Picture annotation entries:
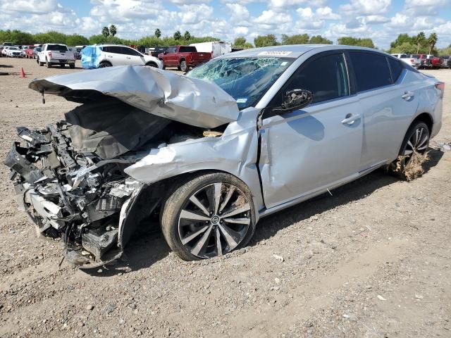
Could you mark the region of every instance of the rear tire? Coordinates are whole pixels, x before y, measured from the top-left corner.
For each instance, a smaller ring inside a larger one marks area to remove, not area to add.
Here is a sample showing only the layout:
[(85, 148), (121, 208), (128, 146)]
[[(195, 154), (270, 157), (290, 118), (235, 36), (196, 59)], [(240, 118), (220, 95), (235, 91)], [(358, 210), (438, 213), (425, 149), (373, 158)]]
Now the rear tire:
[(427, 125), (421, 121), (414, 123), (404, 137), (397, 158), (388, 165), (388, 172), (402, 180), (412, 180), (412, 178), (407, 175), (406, 166), (414, 152), (421, 155), (426, 152), (429, 139), (429, 128)]
[(179, 257), (199, 260), (245, 246), (255, 230), (254, 215), (247, 186), (230, 174), (214, 173), (173, 190), (163, 206), (161, 229)]

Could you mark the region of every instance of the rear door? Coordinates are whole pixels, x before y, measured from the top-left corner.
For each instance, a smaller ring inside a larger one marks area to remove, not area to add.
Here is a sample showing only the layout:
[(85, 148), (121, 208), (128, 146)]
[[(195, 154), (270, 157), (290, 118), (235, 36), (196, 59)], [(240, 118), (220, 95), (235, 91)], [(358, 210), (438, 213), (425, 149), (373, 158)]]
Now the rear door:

What is needed: Format the listing above as a JSON list of strings, with one string for each line. Leave out blank lines and the picture lines.

Task output:
[
  "Could you mark the region of every instance of the rear tire? Coordinates are whole pixels, x before y, measured from the top-left corner.",
  "For each instance, a smaller ring inside a larger one marks area to remove, not area to add.",
  "Here is a sample showing only the layout:",
  "[(85, 148), (121, 208), (128, 146)]",
  "[[(195, 154), (270, 157), (290, 118), (235, 36), (196, 59)], [(240, 118), (220, 95), (235, 91)], [(358, 210), (438, 213), (425, 149), (373, 158)]]",
  "Now the rear tire:",
  "[(427, 125), (421, 121), (414, 123), (404, 137), (397, 158), (388, 165), (388, 172), (402, 180), (412, 180), (412, 178), (407, 175), (406, 166), (414, 152), (421, 155), (426, 152), (429, 139), (429, 128)]",
  "[(179, 257), (199, 260), (245, 246), (255, 230), (254, 215), (247, 186), (230, 174), (214, 173), (173, 190), (163, 206), (161, 229)]",
  "Could you mark the region of every instance of the rear door? Coordinates are whole pixels, x before y, measured from the top-left corner.",
  "For each instance, a smaller ring inside a larger one marks area to remove, not area to add.",
  "Here is a sample showing only the layout:",
  "[(85, 148), (121, 208), (128, 146)]",
  "[[(195, 154), (270, 157), (290, 118), (235, 36), (196, 59)], [(240, 118), (220, 95), (235, 91)], [(358, 210), (438, 213), (425, 149), (373, 158)]]",
  "Now the rear door:"
]